(Study text begins)
Justice Phil Talmadge was worried enough about the effects of the ruling that he publicly urged legislative action to cap local liability. More supervision officers and counselors may also be needed for chronically understaffed programs, and more jail time looms for suspects in already overcrowded jails.

“We’re in discussion with court and probation officials right now,” says Sheehan. “We’re working on solutions, but there’s no magic bullet.” City and county officials do plan to lobby the legislature to limit liability, he adds. The county is also now requiring cities that contract with the district court to indemnify and hold the county harmless from liability. Several cities have balked at that demand, Judge Cayce says, and are weighing their options.

Indirectly, the high court decision also points the finger at Krantz’s judges. They’re the first line of defense, and some didn’t seem to grasp his repetitious record of arrest, hearing, release, and reoffense—particularly in 1990 when Krantz was charged with breaking into a woman’s home and masturbating. Though still on city probation for a 1989 lewd conduct violations, he was released by a county judge through the county pretrial supervision program. At a subsequent probation hearing on the city charge, Krantz was also not detained by a city judge after he promised to seek treatment and stay clean.

“How did this guy get out? That’s what I was asking when I read the case,” says attorney Cathy Zavis of the Northwest Women’s Law Center, who filed a brief supporting the girl, represented by Janet L. Rice of Schroeter Goldmark & Bender (who was on vacation last week). “We’re [jailing] first-time drug offenders but releasing people in pending cases of violence?”

It’s not clear if judges in the two cases were informed of Krantz’s earlier 400-exposures statement or that a counselor had recently described Krantz as a high-risk offender who should be “locked up for as long as possible” if he reoffended. But a doctor warned one court of a “disturbing” history of monitoring lapses in Krantz’s past releases.

Those lapses went from disturbing to critical in the next two months. Krantz was required to see his city probation officer only once and at that meeting was told he didn’t have to return for six more months. The city’s Municipal Probation division admits those decisions were based on an established risk-assessment plan used as a guide by probation officers. As a result, the city bet against odds that Krantz wouldn’t return to cocaine and booze—and lost.

Meanwhile, Krantz was to report to a King County Court Services-supervised release official three times a week. He did check in, usually by phone, merely promising he was clean.

In effect, Krantz was left to do as he wished. And on October 6, 1990, he did— returning to a Wallingford home where the handyman had recently repaired a window (which he’d intentionally left unlocked). After breaking in and raping the girl, he held a knife on her adult baby-sitter, forcing her to watch him masturbate.

The Olympia ruling is a bittersweet victory for the little girl, now a teenager. Using razors to slash herself, she tried to commit suicide after the attack. The court decision allows the girl’s legal guardian to continue to seek potentially millions in damages for her trauma and its aftermath. The court also ordered Krantz’s medical records be opened for legal discovery by the girl’s attorneys. Currently, the city and county are weighing whether to continue to defend against the claim or settle out of court.

Krantz pled guilty in 1991 and was given an exceptional sentence of 30 years in prison. He will be over 70 should he live to his prison release date. But to some he has also unintentionally helped repair an unsafe process.

“The ruling,” says Nancy Saprio, counsel for the Northwest Women’s Law Center, helps insure that “strict guidelines are in place for the release of violent perpetrators,” especially sex offenders and spousal abusers. If it’s a costly ruling, she thinks, it’s a bargain in human savings.
(Study text ends)
* **Problem statement**
According to the article, what sentence did Krantz receive after pleading guilty in 1991? Please rely on the article alone.
(Record set begins)
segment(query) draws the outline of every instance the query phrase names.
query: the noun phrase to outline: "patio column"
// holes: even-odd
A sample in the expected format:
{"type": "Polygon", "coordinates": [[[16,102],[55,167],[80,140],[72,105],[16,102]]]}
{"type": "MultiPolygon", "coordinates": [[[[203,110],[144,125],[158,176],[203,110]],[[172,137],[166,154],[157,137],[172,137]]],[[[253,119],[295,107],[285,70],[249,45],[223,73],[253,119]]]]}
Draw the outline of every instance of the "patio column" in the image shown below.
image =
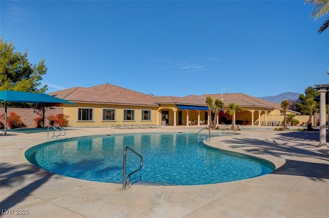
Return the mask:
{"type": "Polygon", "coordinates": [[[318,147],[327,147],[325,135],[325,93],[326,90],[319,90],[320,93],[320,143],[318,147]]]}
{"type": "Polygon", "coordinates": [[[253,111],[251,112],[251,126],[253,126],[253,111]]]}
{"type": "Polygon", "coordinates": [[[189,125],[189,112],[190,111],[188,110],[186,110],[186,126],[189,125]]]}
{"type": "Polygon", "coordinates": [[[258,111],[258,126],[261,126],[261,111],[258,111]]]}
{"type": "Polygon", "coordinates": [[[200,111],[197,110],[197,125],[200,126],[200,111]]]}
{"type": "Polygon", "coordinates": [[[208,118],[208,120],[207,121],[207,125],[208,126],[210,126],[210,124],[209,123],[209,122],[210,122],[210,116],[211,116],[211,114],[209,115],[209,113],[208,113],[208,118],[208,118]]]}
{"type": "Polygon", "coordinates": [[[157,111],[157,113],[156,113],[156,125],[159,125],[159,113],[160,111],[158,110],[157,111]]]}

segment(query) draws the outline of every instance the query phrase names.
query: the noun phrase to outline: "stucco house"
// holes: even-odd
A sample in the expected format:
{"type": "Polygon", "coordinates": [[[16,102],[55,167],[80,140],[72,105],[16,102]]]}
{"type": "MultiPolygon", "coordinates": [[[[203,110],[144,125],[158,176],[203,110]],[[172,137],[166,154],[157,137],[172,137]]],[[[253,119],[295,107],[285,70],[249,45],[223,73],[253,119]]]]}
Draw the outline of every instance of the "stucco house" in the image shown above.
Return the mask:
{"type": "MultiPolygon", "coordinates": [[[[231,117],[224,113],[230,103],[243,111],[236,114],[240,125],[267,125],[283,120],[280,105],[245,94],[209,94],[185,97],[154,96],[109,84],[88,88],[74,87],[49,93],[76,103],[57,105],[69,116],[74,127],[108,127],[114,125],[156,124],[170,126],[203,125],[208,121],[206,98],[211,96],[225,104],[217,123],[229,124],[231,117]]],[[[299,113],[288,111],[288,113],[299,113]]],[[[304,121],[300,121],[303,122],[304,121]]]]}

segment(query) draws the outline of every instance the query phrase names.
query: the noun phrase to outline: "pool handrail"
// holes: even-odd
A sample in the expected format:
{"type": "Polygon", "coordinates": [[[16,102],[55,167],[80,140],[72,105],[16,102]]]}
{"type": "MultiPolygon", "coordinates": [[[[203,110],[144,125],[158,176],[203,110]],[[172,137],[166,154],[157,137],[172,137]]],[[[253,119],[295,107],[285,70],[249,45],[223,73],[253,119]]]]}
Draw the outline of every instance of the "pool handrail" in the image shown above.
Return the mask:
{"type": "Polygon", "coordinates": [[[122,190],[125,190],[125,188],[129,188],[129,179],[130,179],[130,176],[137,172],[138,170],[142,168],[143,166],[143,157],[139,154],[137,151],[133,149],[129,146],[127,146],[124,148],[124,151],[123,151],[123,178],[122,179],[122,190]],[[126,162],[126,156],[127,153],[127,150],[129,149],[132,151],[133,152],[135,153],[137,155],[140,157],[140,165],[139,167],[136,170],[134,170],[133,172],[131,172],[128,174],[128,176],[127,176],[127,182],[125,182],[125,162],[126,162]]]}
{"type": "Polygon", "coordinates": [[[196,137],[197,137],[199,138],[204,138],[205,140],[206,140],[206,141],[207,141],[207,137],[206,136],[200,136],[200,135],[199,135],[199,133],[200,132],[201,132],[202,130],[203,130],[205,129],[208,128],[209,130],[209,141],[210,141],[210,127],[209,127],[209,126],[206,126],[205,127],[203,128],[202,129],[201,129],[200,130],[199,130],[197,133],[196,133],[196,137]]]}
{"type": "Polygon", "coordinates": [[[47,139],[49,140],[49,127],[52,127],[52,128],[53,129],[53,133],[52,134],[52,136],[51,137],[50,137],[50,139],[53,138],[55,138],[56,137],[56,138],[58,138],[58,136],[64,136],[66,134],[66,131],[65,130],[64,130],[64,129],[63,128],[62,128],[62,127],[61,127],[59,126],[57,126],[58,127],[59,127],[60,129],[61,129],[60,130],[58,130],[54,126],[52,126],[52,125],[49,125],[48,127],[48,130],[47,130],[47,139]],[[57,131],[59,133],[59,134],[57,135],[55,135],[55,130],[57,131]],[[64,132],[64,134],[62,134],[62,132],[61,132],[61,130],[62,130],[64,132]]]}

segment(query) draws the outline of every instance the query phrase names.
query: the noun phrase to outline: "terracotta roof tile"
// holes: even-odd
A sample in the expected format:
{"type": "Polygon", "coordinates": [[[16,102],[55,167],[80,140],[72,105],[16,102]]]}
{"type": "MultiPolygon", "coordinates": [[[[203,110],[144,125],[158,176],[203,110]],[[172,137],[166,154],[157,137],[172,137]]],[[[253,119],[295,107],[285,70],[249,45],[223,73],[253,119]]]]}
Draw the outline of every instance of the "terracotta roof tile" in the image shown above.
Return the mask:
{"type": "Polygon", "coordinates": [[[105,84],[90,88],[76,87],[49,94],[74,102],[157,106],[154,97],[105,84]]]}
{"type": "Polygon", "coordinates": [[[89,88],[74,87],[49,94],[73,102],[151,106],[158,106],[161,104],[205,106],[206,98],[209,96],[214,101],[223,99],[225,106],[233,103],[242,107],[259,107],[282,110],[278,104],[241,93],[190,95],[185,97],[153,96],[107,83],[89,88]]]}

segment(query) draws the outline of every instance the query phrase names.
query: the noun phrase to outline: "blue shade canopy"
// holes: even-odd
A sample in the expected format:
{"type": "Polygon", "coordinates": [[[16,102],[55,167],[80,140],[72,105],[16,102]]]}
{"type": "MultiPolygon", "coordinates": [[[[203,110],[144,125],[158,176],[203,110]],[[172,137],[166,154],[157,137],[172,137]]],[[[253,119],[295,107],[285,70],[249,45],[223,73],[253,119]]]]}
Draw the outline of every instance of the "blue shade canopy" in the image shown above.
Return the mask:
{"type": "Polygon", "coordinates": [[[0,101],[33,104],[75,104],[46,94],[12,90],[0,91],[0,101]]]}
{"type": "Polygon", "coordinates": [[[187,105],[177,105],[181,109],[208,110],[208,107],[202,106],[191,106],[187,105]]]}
(Record set ends)
* **Response area**
An exceptional sentence of 30 years in prison.